■ **WRITTEN REQUEST**: Can you pick up the blog posts by a middle school teacher about the school's principal and write what comes next after their final sentence?

■ **TEXT SEGMENT**:
=======
Good Times in Seattle.

Saturday, October 13, 2007

"Ain't this where Jeepers Creepers be?!"


Had a good time at the corn maze. Left the school an hour later after principal yelled at me/us for asinine reasons (apparently I'm supposed to have all permission slips signed, alphabetized and also on a typed list two weeks in advance so that she can go back over it and make sure I'm not retarded. I disagree with this strategy. Harassment and name-calling ensues.) It's Saturday afternoon and nobody has called and said they found a random kid still lost in the maze, so hopefully everything turned out okay.
The kids kept asking, "Where is the corn? I don't see no corn."
They really enjoyed the slide.



There were like 10 different mazes at this place.




You could also "mine" for gemstones.


It was good times. However, I will have to be insane if I ever want to take charge of another large scale field trip. I'll still go to Outward Bound (I can manage a 15 kid trip.) But when you start throwing around 150+ permission slips with that crazy woman as a principal, it is WAY too much to handle.

Thursday, October 11, 2007

I wouldn't wish the stress of planning and organizing a field trip on my worst enemy. Hopefully there will be a fun-filled trip to a Corn Maze tomorrow. I'm sure something crazy will happen.

Wednesday, October 10, 2007

Snipers and Hostages

I let the kids go at 2:35. I was in my room getting some stuff together for a field trip, and about 30 kids come back into my room saying, "We can't leave. They won't let us leave." We hung out for like 10 minutes, then the school secretary came over the intercom and said for us all to report to the auditorium. There we sat for about half an hour after school.
Why? At the street over from us, there were about 10 police snipers stationed outside of a house. I don't know the whole story (It didn't even make the news!) but I heard some man had hostages in the house.
So my after-school activity was teaching 11 year olds what the word "sniper" means. While we were in the auditorium, principal screamed and blew a whistle--they had to be totally silent. 400 middle schoolers--DON'T EVER TALK OR YOU GET SUSPENDED. Why not?

Friday, October 5, 2007

Speeding Tickets

The other day, I saw a police car pull over a speeding car in one of the worst neighborhoods in the city. Driving down that road, I've seen prostitutes, drug deals and other kinds of unsavory activity. Is it really the place for a speed trap?

That is the mentality of my principal at my school. Yesterday, I saw a student scream in a teacher's face. When I went to the office to write a referral (the teacher is new and was also having other problems) the principal said to me (about the teacher), "He has to learn what to do with them. I can't be everything to everyone."
Later on that same day, I was standing in the hallway and she screamed down the hallway at me, "Miss V, YOUR student is in trouble AGAIN." I had no idea what she was talking about, so I walked down to her and asked. Apparently, Joe had been walking down the hallway on the way to the bathroom and he had *gasp* looked in the window of another class! Well shit, where's a guillotine when you need one?
=======
■ **RECORDED INFORMATION**:
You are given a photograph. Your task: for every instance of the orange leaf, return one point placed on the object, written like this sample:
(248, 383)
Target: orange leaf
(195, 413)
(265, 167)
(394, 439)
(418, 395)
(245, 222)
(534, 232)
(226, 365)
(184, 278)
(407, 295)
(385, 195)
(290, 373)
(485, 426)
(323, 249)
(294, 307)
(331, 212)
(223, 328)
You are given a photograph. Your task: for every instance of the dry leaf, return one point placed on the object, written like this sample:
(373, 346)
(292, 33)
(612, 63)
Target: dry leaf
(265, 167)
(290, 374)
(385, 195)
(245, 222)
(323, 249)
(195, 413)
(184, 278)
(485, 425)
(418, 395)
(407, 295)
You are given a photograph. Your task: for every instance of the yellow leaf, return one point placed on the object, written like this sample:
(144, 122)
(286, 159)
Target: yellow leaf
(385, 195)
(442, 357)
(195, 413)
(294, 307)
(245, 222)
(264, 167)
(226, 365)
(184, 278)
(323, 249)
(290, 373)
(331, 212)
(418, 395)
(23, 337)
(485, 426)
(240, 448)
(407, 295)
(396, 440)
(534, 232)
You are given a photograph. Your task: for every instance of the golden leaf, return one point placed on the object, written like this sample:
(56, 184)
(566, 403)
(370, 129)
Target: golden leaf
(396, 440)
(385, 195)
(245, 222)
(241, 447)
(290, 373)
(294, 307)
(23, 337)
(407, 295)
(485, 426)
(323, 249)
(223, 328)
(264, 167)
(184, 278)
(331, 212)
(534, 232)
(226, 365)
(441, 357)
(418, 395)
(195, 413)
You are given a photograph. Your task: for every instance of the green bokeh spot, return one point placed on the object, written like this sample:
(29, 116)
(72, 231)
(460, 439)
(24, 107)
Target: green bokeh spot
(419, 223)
=======
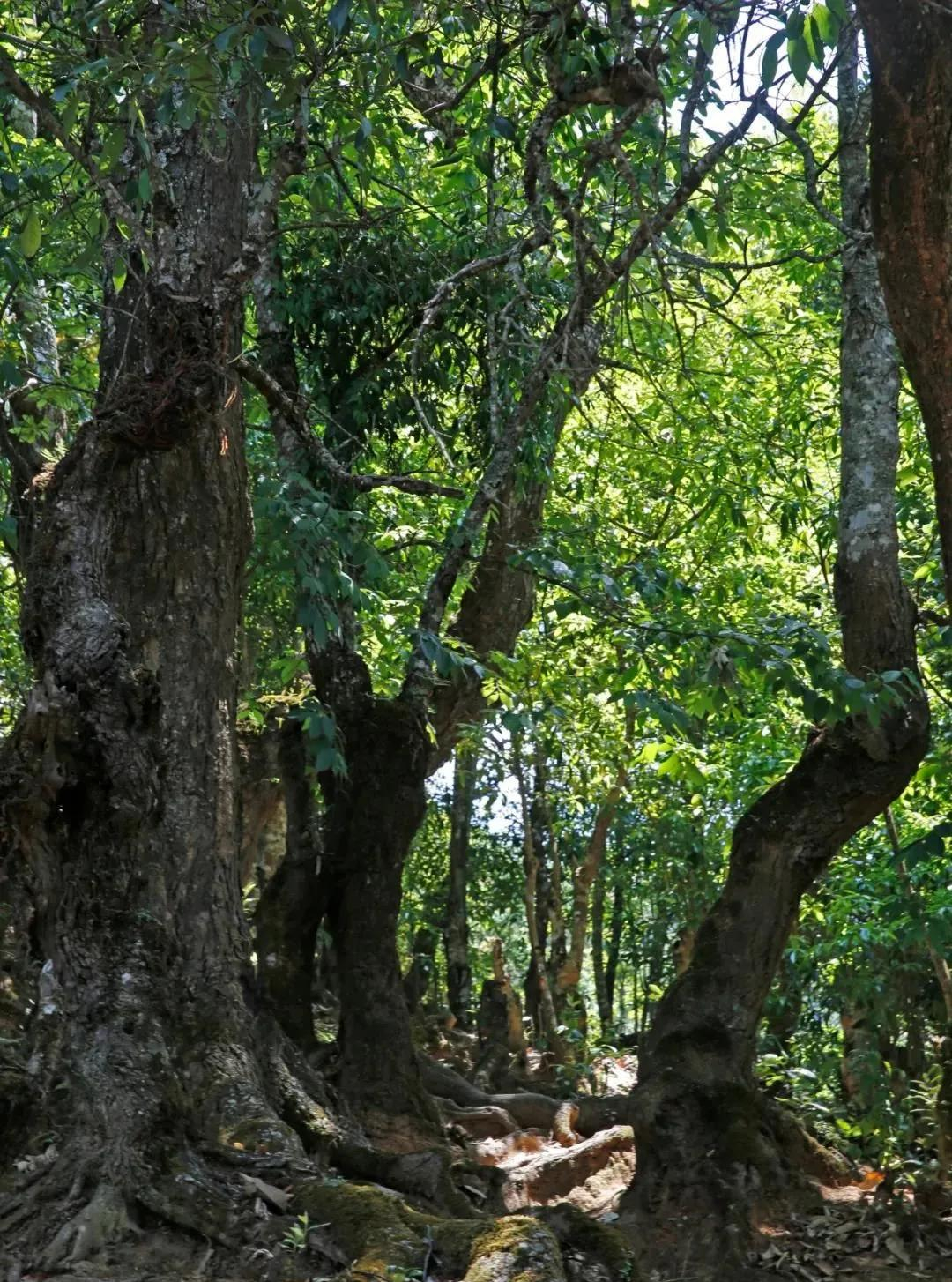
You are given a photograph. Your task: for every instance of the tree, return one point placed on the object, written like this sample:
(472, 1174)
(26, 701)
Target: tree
=======
■ **SOLVED EXERCISE**:
Today, after school, there was a huge fight outside the building. The police officer and all the male teachers were asked to go outside and monitor. Two students were brought back in the building in handcuffs and went to the police officer's office. Principal was nowhere to be found. About 10 minutes later, she comes outside to yell. She sees Imani, who is one of my best students. She is well-mannered, studious and all around wonderful. She was standing with her friend, who was using Imani's phone to call her mother. Principal came up to the girls and said, "Give me the phone, you are still on school property." When she gave it to her, Imani said, "But that's MY phone!" Principal then SCREAMED at her in front of about 60 other people and then sent her into the office. She then walked back in and screamed at her (at the top of her lungs...I could hear her down the hallway) for about 20 minutes. When I left about 20 minutes after that, she still hadn't even acknowledged the students who had been fighting earlier.

Speeding tickets in the midst of murders.

Thursday, October 4, 2007

Joe

We all met with the principal and Joe is still in our class.
YAY!

Wednesday, October 3, 2007

Breaking My Heart

I love all my kids, I really do. But there are a select few (I'll say about 5) that I really feel like they're my children. I don't really consider them my "favorites" because they're sometimes troublemakers. But they are those kids that you just see something in and yet at the same time, you know they've gotten the shaft so far in life. Tavon is the sweetest boy I know, and so smart, but his mother is a drug addict and he just has this bone-deep sadness about him. Like he has already found all the ugliness of the world, and he's only 12 years old.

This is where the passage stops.